(Segmentation dataset records)
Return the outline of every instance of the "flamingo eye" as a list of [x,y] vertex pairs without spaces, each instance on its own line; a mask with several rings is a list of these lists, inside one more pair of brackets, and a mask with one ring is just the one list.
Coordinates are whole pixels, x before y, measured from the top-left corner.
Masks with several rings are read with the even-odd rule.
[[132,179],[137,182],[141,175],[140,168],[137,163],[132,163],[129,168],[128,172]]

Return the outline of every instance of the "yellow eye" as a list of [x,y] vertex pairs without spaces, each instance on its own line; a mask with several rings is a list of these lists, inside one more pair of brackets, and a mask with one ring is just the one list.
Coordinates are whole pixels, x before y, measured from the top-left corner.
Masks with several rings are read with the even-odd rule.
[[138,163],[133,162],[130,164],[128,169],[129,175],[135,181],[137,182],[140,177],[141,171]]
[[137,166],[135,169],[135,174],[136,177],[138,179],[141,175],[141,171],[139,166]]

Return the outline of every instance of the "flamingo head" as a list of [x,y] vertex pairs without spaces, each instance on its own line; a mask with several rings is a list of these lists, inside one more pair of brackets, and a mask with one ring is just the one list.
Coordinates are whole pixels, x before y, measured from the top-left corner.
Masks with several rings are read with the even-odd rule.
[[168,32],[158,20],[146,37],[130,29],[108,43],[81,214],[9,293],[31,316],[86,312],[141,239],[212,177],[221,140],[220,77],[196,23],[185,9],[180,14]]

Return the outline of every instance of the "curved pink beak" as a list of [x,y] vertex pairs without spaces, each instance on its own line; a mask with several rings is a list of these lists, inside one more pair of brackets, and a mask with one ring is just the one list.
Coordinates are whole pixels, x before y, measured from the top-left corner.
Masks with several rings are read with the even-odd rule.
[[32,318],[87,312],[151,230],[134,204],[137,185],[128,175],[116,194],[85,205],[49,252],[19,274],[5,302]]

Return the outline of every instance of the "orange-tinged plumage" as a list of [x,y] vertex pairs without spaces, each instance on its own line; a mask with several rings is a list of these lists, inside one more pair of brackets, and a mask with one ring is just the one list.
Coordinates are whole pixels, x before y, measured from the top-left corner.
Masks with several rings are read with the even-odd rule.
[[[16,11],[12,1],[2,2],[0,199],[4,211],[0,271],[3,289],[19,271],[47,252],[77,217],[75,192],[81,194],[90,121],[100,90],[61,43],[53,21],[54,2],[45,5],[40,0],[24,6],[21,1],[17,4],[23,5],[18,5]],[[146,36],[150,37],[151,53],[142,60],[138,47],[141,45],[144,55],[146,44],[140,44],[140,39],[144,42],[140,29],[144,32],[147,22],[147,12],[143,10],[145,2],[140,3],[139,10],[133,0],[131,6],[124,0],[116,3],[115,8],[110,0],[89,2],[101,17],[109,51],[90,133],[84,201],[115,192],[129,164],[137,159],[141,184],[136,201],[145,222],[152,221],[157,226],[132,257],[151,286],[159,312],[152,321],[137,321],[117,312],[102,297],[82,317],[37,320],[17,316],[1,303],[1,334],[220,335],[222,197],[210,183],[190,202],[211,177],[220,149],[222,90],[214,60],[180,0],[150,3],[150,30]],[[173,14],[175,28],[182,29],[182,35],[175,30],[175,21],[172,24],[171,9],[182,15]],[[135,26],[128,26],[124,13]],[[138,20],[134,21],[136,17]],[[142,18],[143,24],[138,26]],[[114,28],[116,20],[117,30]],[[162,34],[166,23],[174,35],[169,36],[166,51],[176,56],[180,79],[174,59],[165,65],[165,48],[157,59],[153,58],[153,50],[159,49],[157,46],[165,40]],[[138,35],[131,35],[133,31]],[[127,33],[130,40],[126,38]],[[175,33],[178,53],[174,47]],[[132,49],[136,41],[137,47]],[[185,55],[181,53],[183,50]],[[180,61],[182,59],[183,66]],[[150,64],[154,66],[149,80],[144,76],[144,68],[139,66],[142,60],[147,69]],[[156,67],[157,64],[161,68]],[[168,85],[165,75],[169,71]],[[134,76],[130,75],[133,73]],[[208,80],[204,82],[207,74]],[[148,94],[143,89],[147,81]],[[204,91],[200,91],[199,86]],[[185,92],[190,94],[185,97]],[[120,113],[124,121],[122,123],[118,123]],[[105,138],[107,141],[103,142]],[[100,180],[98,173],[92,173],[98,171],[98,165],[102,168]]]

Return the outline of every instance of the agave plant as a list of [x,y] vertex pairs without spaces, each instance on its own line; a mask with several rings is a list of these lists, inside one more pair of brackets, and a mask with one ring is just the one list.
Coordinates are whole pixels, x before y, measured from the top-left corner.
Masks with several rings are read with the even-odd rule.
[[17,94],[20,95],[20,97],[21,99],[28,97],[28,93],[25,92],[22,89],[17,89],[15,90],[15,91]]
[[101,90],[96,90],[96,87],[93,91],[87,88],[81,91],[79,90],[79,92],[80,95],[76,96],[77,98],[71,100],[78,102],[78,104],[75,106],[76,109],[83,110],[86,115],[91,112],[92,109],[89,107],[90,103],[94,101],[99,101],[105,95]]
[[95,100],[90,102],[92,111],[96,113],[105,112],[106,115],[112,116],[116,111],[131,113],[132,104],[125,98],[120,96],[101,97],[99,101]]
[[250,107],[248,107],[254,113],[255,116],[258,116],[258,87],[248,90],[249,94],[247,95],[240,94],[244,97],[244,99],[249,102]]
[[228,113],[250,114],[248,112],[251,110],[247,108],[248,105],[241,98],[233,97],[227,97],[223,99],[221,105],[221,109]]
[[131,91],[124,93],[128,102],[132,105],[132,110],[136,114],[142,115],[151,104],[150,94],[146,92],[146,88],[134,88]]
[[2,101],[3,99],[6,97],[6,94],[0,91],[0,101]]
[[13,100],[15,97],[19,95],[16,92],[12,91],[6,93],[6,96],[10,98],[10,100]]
---
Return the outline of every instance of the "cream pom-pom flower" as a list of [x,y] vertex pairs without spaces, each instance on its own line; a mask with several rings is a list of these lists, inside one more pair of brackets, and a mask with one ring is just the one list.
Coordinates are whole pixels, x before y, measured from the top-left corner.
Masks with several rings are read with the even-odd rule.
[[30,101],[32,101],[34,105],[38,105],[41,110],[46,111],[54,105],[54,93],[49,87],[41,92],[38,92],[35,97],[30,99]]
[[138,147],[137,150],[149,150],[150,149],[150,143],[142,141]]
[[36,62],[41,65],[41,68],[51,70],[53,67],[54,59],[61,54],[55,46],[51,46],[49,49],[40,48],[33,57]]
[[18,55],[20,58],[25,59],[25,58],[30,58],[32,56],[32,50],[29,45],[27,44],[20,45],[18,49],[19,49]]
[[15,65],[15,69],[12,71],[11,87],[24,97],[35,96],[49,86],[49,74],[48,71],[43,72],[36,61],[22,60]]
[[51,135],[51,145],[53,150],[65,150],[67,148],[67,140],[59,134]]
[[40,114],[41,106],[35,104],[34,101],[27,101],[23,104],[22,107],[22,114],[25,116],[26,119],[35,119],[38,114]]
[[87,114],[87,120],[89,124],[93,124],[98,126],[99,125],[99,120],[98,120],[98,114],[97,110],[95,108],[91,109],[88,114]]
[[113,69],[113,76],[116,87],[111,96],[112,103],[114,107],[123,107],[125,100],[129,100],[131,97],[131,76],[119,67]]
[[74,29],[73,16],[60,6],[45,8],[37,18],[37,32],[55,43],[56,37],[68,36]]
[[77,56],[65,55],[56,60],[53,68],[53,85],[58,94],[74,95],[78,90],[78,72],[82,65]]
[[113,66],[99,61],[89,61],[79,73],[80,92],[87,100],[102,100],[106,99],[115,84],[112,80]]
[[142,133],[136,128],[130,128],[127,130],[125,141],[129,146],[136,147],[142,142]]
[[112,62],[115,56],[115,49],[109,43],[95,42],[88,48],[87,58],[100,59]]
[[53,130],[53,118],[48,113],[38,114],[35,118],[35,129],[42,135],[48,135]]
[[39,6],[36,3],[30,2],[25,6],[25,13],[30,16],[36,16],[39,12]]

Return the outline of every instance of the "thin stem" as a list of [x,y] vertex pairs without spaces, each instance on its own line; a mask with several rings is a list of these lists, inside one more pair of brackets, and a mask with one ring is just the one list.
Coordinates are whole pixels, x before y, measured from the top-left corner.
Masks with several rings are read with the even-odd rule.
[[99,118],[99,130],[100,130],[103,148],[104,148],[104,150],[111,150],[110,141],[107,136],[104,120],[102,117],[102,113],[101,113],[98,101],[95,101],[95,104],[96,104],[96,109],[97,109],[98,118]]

■ To be done
Return each line of the records that contains the string “curved”.

■ Solution to this exercise
Return the outline of every instance of the "curved pink beak" as a list of [x,y] vertex pairs without spaces, each instance on its own line; a mask with several rings is a list of these lists, inside one more pair of brackets, and a mask with one ring is just the one list.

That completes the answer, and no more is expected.